Restate word for word the lines of the material below, from the line with "put a marker on the residential building" to the line with "put a marker on the house door", both lines included, and no others.

>>>

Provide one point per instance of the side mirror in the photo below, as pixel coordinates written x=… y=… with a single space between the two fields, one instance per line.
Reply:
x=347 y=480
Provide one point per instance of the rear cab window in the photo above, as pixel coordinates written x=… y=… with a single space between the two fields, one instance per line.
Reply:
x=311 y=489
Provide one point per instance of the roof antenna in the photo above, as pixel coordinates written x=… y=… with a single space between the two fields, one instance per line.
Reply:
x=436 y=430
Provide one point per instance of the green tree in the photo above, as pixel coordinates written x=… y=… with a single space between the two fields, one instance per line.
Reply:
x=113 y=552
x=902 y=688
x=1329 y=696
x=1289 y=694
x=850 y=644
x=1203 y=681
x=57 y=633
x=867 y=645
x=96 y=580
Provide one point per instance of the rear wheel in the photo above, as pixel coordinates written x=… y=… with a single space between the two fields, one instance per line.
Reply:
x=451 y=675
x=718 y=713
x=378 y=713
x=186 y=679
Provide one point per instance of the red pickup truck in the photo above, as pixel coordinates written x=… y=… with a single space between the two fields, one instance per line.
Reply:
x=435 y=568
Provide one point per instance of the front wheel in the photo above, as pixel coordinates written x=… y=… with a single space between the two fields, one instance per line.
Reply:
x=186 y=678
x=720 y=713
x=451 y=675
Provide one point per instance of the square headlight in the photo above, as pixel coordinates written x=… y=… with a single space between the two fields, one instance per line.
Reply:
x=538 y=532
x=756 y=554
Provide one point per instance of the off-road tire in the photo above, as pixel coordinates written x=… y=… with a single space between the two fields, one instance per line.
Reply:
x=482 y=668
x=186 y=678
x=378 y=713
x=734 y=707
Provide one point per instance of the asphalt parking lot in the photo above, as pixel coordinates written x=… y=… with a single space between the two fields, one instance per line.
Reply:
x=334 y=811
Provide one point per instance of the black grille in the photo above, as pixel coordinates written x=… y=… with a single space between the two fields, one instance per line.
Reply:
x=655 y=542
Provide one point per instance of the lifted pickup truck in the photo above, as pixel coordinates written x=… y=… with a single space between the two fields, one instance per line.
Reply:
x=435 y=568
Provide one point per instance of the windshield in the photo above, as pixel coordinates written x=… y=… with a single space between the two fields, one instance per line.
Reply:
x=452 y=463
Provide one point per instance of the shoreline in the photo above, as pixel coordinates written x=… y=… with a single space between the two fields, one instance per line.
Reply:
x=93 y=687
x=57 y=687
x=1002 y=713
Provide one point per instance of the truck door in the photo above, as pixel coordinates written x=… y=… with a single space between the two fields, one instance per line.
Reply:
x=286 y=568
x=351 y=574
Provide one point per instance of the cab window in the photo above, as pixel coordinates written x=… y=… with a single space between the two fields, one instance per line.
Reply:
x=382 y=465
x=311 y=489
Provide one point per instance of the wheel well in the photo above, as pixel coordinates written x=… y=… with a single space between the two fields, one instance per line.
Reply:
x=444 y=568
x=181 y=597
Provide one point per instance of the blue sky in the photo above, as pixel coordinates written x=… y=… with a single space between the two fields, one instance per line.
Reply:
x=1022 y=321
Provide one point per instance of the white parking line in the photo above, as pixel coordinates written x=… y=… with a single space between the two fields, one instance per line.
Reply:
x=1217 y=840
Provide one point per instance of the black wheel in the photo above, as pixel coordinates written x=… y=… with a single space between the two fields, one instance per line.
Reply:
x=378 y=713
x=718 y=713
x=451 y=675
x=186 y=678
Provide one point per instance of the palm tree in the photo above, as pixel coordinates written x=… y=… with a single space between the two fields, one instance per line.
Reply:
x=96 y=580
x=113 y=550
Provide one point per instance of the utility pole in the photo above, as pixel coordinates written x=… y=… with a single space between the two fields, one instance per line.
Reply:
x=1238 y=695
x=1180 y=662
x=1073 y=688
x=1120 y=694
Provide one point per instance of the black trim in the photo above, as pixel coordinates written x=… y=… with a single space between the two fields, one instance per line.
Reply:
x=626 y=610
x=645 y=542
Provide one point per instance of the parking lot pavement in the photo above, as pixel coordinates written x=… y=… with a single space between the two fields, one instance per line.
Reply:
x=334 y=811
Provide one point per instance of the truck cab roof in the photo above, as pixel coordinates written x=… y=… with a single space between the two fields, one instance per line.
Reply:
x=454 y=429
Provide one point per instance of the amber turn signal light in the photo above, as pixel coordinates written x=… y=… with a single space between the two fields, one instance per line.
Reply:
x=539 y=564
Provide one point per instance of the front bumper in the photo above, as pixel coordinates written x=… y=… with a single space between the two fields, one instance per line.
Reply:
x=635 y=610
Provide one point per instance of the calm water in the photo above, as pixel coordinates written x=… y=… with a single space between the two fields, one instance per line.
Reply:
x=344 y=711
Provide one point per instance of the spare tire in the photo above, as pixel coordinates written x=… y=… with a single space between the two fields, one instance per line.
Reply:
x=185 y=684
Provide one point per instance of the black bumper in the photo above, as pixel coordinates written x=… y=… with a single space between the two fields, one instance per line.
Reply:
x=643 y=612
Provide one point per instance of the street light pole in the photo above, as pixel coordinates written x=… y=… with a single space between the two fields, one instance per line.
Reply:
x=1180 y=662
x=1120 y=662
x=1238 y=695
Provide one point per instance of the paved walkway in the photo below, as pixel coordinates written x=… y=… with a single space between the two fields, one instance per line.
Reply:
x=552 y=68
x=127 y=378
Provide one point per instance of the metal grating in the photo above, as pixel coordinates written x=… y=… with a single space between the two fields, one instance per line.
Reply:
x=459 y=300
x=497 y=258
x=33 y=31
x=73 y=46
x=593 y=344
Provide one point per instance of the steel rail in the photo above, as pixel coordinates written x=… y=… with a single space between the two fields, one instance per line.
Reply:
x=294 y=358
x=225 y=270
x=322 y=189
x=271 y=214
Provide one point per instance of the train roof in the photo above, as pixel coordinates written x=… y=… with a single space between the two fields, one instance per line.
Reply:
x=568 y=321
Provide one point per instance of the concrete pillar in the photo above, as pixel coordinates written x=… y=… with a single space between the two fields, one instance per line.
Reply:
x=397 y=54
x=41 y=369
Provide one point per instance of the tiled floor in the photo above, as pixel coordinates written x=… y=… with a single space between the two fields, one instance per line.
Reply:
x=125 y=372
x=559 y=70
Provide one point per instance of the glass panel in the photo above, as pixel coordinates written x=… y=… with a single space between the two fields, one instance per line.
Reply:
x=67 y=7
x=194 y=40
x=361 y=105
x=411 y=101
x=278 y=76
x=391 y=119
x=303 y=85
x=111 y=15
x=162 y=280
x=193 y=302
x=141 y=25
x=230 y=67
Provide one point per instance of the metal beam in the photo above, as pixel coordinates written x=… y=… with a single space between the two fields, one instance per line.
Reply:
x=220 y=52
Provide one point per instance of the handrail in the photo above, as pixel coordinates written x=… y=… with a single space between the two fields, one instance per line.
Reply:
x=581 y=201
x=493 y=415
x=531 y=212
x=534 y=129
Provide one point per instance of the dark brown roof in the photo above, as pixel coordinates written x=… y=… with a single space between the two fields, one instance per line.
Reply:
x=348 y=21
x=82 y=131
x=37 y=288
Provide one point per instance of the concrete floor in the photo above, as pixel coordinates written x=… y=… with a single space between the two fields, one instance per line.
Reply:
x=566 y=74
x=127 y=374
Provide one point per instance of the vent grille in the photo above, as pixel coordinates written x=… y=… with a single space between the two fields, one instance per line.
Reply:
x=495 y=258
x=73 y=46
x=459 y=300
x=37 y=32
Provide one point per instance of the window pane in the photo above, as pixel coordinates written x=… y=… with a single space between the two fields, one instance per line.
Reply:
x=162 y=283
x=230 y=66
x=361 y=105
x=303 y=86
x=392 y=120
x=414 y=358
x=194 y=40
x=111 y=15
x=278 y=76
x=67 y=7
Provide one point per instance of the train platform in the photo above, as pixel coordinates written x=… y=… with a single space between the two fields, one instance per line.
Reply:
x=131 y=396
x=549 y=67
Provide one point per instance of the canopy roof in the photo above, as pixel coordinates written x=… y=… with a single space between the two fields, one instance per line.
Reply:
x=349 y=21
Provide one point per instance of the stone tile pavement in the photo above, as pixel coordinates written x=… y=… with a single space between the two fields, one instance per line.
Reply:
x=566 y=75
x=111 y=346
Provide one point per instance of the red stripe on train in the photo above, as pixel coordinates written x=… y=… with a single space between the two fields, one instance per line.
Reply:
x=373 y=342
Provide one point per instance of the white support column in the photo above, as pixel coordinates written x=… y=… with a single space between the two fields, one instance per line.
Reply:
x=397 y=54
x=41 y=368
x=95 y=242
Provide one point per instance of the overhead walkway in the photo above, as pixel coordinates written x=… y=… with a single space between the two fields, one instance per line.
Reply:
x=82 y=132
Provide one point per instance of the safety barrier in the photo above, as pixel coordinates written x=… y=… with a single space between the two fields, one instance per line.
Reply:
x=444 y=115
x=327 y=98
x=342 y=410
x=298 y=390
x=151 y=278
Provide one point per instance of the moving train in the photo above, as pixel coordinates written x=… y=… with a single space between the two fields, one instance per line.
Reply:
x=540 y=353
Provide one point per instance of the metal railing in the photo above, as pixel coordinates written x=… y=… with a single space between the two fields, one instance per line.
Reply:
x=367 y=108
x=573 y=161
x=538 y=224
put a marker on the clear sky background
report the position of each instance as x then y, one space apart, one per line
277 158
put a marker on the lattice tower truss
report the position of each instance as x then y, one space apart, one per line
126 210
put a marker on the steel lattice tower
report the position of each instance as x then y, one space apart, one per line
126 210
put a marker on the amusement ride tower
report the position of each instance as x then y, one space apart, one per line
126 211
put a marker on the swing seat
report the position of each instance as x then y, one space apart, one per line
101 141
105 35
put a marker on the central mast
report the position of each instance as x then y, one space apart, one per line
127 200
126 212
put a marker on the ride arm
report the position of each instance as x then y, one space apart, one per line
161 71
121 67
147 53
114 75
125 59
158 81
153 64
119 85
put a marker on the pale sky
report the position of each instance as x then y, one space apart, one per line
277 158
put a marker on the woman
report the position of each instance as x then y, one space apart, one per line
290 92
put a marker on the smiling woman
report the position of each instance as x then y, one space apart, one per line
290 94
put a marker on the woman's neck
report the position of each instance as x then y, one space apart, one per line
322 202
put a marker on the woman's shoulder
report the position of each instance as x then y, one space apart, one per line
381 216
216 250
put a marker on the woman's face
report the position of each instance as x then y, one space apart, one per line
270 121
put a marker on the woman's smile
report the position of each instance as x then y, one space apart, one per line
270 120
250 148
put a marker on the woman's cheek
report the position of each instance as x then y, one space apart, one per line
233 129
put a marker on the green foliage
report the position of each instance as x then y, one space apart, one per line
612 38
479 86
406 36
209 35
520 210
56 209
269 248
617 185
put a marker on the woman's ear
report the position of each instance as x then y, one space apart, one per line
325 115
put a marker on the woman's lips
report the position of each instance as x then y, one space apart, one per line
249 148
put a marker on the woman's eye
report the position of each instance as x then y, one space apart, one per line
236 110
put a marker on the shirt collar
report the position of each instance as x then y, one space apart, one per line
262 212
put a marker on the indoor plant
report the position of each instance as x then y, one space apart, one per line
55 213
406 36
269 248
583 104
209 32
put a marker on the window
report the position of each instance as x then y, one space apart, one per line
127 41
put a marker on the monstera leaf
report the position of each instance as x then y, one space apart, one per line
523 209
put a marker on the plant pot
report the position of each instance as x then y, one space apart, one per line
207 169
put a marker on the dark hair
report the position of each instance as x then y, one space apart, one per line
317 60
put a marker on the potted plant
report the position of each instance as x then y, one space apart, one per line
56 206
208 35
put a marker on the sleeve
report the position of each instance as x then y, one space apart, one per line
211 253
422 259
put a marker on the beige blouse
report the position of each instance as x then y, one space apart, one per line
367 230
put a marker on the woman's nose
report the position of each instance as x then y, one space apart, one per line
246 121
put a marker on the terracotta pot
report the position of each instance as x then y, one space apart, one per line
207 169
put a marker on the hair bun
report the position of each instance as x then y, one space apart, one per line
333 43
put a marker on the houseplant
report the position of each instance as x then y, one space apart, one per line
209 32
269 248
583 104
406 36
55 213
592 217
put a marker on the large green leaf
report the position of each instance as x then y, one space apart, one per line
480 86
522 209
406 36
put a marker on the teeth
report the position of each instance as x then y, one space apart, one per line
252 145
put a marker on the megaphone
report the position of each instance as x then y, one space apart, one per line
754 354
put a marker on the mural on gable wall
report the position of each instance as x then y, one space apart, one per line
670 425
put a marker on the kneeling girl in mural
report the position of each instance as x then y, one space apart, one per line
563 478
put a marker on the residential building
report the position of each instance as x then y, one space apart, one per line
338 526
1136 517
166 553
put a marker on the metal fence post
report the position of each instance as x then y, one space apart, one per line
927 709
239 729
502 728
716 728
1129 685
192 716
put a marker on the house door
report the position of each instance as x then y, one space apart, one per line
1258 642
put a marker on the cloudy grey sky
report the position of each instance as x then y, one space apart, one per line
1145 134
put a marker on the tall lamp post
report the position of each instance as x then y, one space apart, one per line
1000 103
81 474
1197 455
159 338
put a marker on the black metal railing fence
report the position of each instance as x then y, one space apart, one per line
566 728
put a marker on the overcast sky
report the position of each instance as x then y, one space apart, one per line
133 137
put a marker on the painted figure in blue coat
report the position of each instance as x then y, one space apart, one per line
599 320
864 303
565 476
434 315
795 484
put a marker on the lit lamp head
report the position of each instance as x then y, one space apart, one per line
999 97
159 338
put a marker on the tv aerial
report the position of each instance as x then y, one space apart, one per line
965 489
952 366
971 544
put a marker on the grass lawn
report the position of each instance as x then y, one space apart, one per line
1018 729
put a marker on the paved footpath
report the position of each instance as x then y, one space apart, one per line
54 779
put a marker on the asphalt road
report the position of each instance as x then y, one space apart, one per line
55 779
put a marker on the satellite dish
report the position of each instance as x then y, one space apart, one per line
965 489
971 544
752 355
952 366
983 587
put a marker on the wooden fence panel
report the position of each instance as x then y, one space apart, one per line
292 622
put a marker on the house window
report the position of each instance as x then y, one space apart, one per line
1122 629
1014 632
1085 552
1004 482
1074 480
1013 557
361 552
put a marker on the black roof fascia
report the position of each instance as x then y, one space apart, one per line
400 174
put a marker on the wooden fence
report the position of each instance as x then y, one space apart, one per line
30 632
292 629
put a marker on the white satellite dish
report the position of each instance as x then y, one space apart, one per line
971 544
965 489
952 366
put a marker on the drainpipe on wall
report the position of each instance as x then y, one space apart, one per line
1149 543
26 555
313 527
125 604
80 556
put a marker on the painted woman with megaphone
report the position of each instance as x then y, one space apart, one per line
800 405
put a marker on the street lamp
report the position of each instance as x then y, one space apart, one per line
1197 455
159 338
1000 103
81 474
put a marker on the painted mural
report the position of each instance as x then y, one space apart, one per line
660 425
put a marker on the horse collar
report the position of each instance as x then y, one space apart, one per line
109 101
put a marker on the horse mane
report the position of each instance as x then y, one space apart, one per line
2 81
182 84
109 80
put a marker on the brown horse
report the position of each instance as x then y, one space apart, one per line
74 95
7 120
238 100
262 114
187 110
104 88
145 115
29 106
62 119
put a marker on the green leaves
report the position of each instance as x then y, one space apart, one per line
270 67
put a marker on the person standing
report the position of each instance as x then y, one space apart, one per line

<<<

» **Exercise result**:
put a marker on the residential building
report the position of each instance as x then y, one space apart, one per line
338 526
1136 517
166 553
put a marker on the metal fence post
report the position of each instance as x then y, one space apart, one per line
927 709
239 729
502 728
716 728
1129 685
192 716
put a marker on the house door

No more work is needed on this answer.